> _STATED TASK 1_
Write out the records as a numbered list, skipping blank lines, covering only the stretch from the line that contains "Check that each instance of the inflatable aqua" through the end of the records.

> _EXTRACT PROVIDED_
■ ■ ■ ■

Eric Fry to Justice Litle:


Thanks for the heads up on the number. I realized my error
this morning. But late last night when I was bleary-eyed, I
simply glanced at the right scale (open interest) instead
of the left scale (net position).

As for dumb money characterizations, obviously they are
simplistic. But simplistically speaking, the "commercials"
have tended to fade extremes in markets better than any
other COT category trader, wouldn’t you agree?

In other words, they are the ones who most often sell into
tops and buy into lows. (And yes, I know the data, just
like the NYSE short-interest data, are flawed because they
cannot distinguish hedges from naked positions. But almost
all data upon which investors rely are imperfect in some

Net-net, as ONE indicator among many, the COT data are
helpful…at extremes.

Thus, I agree completely with you that this works best as
an oscillating sort of indicator. And I used it very
effectively as such during the years that I managed money
professionally. Obviously, there is no one indicator that
always works in all environments. But when multiple
indicators flash the same general message, it’s usually
best to heed them.



P.S. Paul Tudor Jones might well be short unleaded against
a long position in natural gas or who knows what. The rest
of the "large specs" might have naked positions. Who knows?

■ ■ ■ ■

> _EXERCISE INPUT_
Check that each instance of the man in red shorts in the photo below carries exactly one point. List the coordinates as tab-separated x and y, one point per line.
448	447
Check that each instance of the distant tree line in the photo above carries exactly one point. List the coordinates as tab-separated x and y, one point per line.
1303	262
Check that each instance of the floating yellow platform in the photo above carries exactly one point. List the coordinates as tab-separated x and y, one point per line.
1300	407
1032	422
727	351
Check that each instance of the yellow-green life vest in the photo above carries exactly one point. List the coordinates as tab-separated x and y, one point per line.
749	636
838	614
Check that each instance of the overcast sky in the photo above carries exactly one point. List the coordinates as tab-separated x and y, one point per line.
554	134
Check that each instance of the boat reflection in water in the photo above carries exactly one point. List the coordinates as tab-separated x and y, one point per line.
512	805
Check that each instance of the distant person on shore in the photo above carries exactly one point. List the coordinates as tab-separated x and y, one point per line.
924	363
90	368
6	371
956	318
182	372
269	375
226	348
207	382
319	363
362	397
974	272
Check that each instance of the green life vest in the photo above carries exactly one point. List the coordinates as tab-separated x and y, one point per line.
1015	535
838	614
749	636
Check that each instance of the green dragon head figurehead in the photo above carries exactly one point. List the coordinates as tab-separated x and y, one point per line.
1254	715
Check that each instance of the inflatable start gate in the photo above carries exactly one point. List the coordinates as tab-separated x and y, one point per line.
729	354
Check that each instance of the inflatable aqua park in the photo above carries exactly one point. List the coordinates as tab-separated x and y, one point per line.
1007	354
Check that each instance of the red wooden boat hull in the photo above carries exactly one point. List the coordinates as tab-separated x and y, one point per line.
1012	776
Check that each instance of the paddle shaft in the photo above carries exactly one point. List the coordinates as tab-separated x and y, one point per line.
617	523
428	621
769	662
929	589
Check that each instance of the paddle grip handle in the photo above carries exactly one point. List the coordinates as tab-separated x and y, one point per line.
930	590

■ ■ ■ ■

> _STATED TASK 2_
Summarize the message on COT data in two sentences.

> _COMPLETE OUTPUT 1_
1. Check that each instance of the inflatable aqua park in the photo above carries exactly one point. List the coordinates as tab-separated x and y, one point per line.
2. 1007	354
3. Check that each instance of the red wooden boat hull in the photo above carries exactly one point. List the coordinates as tab-separated x and y, one point per line.
4. 1012	776
5. Check that each instance of the paddle shaft in the photo above carries exactly one point. List the coordinates as tab-separated x and y, one point per line.
6. 617	523
7. 428	621
8. 769	662
9. 929	589
10. Check that each instance of the paddle grip handle in the photo above carries exactly one point. List the coordinates as tab-separated x and y, one point per line.
11. 930	590

> _COMPLETE OUTPUT 2_
The writer admits to misreading a number the night before by glancing at the open-interest scale instead of the net-position scale. The writer argues that commercials have tended to fade market extremes better than other COT trader categories, so the COT data, though flawed, are helpful at extremes as one oscillating indicator among many, especially when multiple indicators flash the same message.